▶ _Tekst źródłowy_
════════

-
31. Data: 2012-11-11 16:37:11
Temat: Re: Płatność zbliżeniowa
Od: "J.F." <j...@p...onet.pl>
Dnia Sun, 11 Nov 2012 09:28:03 -0600, Pszemol napisał(a):
>>> Niedawno wróciłem z Hong Kongu - płatności zbliżeniową kartą
>>> są tam na porządku dziennym w prawie każdym sklepie, poczcie,
>>> na dworcu w kasach biletowych nawet w lodziarniach...
>> wybacz ale nie przykładaj waszej amerykańskiej miary do Polski...
>
> Doczytałeś to co napisałem?
> Naprawdę? Gdzie ja tam coś piszę o Ameryce?
No to przyloz hongkongska miarke do amerykanskiej i wytlumacz czemu to coo
jest dobre w HK a niedobre w USA, ma byc swietne w Polsce ? :-)
Tak czy inaczej - jak widac czasem udaje sie cos takiego wprowadzic, czasem
nie udaje ... i moze dobrze ..
J.
-
32. Data: 2012-11-11 16:39:01
Temat: Re: Płatność zbliżeniowa
Od: "J.F." <j...@p...onet.pl>
Dnia Sun, 11 Nov 2012 08:21:46 -0600, Pszemol napisał(a):
> "Andrzej" <n...@i...invalid> wrote in message
>>>>> Nie mogę zapłacić taką kartą na Rynku Głównym za obważanki.

════════

▶ _Dane wejściowe_
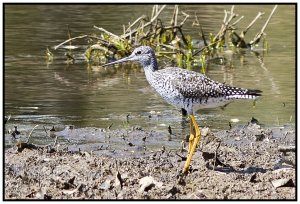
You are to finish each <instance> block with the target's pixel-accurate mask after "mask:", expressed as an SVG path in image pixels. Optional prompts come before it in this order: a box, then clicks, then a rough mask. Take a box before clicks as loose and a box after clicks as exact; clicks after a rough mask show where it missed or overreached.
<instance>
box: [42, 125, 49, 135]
mask: <svg viewBox="0 0 300 204" xmlns="http://www.w3.org/2000/svg"><path fill="white" fill-rule="evenodd" d="M43 128H44V130H45V133H46V135H48V132H47V130H46V128H45V125H43Z"/></svg>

════════

Proszę dalej prowadzić internetową dyskusję o płatnościach zbliżeniowych, zaczynając bezpośrednio po ostatnim zamieszczonym w niej wierszu.

▶ _Oczekiwany wynik_
>>>> Moze dlatego, ze cos takiego nie istnieje.
> Acha. Przyczepiłeś się ortografa... rozumiem.
> Przepraszam bardzo - obwaRZanek :-)
> Od warzenia/gotowania zupy a nie od ważenia wagą :-)
Ale one sa pieczone (no i ważone, choc to chyba bardziej skomplikowane) :-)
J.
-
33. Data: 2012-11-11 16:42:21
Temat: Re: Płatność zbliżeniowa
Od: "Pszemol" <P...@P...com>
"J.F." <j...@p...onet.pl> wrote in message
news:1tka72fs0rtpr.93yapfvhurkv$.dlg@40tude.net...
> Dnia Sun, 11 Nov 2012 08:21:46 -0600, Pszemol napisał(a):
>> "Andrzej" <n...@i...invalid> wrote in message
>>>>>> Nie mogę zapłacić taką kartą na Rynku Głównym za obważanki.
>>>>> Moze dlatego, ze cos takiego nie istnieje.
>
>> Acha. Przyczepiłeś się ortografa... rozumiem.
>> Przepraszam bardzo - obwaRZanek :-)
>> Od warzenia/gotowania zupy a nie od ważenia wagą :-)
>
> Ale one sa pieczone (no i ważone, choc to chyba bardziej skomplikowane)
> :-)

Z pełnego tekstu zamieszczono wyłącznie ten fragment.